-------- Quoted passage --------

Let’s start our discussion by looking at a case: 56-year-old female presenting with fatigue, weight loss, and vague abdominal pain. She underwent a CT of the abdomen and pelvis, which found a 7-cm hypodense liver lesion with multiple satellite lesions adjacent to the dominant liver mass and periportal lymphadenopathy. A biopsy revealed adenocarcinoma that was consistent with the diagnosis of cholangiocarcinoma or bile duct cancer. PET scan showed a large liver mass that was hypermetabolic in addition to multiple hypermetabolic liver lesions and periportal lymph nodes. Molecular testing was performed, and it was found that the tumor was IDH and FGFR wild-type and the tumor was HER2 positive 3+ by IHC.
The patient was started frontline on gemcitabine, cisplatin, and durvalumab, which is a checkpoint inhibitor. After 6 months, patient’s cancer progressed though her ECOG PS was preserved at 1. There was a serum next-gen sequencing, a ctDNA, which found the ERBB2 amplification or HER2 amplification. Now what treatment would recommend next?
The right answer for this is probably trastuzumab deruxtecan, though you could also take FOLFOX. And the reasoning is when the second-line trial was done with FOLFOX versus best supportive care, FOLFOX was better than best supportive care, but the response rate with FOLFOX was 5%, compared to trastuzumab deruxtecan in which patients with biliary tract cancers who had IHC 3+ had a high response rate of 56.1%. So though you could use FOLFOX in this case, if eligible, patient could use trastuzumab deruxtecan. The other important factor is that the patient still maintained the HER2 overamplification, which was tested just before this agent was given, and that’s important.
But remember, trastuzumab deruxtecan has its own side effects. Just because it’s an ADC does not mean it’s not got side effects. You can look at side effects which are normally nausea, anorexia, vomiting, and hematological toxicities, but you always have to look out for interstitial lung disease also.
So though you could use chemotherapy, based on the recent approval of trastuzumab deruxtecan in HER2 IHC 3+, which is tumor agnostic, including biliary tract cancers, you might want to consider trastuzumab deruxtecan in these patients.
Now I’m going to briefly discuss the NCCN Guideline recommendations for unresectable metastatic biliary tract cancers which are HER2 amplified. And in these patients the NCCN Guidelines say that you can either go with trastuzumab and pertuzumab, and that is based on a basket trial called MyPathway, which showed a response rate of 23% in these patients with HER2-amplified biliary tract cancers. You can use trastuzumab deruxtecan which now has an approval in the setting. You can also use a combination of tucatinib with trastuzumab, and this was based on another basket trial which was presented in ASCO 2023 in which patients had a response rate of 47% with tucatinib and trastuzumab in HER2-overexpressing biliary tract cancers.
To summarize the key points of the discussion, if a patient with biliary tract cancer has HER2 3+ disease, they have multiple treatment options after frontline therapy. NCCN Guidelines do state a trastuzumab with pertuzumab, or you could use trastuzumab with tucatinib. Also, trastuzumab deruxtecan, which is an ADC, has been approved in this setting for IHC 3+ disease.
With that, my time is up. I hope this brief case review was useful to you. Thank you so much for listening.

--------

▶ **Your assignment**:
Answer these questions about the biliary cancer case review:
1. How large was the dominant liver lesion seen on the CT?
2. What response rate did trastuzumab deruxtecan show in biliary tract cancer patients with IHC 3+?
3. Which basket trial supports the NCCN option of trastuzumab with pertuzumab?
Nothing in the listing is needed for this.

-------- Extracted entries --------

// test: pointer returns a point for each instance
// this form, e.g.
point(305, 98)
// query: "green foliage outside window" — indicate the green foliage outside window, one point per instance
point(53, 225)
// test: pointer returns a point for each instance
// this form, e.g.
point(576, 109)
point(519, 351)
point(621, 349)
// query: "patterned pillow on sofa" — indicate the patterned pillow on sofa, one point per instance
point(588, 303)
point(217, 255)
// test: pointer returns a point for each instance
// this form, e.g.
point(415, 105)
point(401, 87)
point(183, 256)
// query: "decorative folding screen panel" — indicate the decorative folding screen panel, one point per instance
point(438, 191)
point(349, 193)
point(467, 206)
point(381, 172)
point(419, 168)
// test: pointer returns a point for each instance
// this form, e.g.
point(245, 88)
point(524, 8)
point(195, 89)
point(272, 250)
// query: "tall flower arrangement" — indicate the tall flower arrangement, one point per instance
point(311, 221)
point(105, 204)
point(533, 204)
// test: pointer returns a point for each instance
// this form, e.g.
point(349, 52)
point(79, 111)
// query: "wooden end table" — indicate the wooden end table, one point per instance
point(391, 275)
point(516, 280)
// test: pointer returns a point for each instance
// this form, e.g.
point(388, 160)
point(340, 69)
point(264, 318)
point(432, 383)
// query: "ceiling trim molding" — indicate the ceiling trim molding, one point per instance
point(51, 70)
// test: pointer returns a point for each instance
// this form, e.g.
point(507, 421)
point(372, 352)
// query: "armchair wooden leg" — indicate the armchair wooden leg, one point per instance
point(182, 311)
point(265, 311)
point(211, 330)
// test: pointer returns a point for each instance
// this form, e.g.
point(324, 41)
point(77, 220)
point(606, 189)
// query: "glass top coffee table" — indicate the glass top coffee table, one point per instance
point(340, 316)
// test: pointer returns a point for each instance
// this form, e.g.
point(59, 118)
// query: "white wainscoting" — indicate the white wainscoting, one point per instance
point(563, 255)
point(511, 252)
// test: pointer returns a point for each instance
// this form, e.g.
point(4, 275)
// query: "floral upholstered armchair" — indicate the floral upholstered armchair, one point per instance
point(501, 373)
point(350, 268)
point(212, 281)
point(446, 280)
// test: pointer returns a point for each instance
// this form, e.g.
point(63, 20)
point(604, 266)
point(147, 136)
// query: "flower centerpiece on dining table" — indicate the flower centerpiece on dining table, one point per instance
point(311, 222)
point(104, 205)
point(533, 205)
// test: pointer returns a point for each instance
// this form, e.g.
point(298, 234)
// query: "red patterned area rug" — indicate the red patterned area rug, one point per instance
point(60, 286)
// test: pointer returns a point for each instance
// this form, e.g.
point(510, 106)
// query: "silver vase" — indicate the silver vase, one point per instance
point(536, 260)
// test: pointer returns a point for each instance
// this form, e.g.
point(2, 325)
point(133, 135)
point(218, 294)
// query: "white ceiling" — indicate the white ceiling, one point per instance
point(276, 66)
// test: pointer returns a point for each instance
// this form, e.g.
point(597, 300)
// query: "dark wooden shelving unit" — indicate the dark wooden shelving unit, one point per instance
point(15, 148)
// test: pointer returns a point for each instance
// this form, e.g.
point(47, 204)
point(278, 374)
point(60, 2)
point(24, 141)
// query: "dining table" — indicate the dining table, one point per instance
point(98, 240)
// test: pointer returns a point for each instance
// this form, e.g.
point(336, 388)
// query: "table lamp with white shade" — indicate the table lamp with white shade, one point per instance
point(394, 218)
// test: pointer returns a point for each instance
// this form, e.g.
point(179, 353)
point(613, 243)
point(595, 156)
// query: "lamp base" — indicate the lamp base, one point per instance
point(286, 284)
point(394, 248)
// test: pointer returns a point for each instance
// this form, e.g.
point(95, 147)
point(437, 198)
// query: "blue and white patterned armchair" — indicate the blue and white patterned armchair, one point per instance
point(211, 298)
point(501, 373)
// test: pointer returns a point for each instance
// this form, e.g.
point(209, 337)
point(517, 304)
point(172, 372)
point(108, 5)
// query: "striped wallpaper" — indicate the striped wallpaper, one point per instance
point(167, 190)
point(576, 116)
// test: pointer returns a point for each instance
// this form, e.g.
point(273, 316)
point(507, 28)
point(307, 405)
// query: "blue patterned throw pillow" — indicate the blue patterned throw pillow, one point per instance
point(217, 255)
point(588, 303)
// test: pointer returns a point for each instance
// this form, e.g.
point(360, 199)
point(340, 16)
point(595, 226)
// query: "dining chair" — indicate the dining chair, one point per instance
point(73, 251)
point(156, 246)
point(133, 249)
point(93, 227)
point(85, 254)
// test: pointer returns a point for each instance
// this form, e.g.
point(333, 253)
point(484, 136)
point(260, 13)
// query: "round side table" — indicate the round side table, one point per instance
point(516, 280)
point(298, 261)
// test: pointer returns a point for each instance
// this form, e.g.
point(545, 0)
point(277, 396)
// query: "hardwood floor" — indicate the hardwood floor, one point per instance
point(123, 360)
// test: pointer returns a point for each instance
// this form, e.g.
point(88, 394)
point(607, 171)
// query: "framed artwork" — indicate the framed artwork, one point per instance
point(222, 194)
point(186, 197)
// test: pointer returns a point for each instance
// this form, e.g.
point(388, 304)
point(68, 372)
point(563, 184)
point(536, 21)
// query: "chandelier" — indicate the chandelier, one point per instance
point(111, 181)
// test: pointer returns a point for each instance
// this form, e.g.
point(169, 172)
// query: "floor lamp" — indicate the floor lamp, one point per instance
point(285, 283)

--------

▶ **Result of the task**:
1. 7 cm.
2. 56.1%.
3. MyPathway.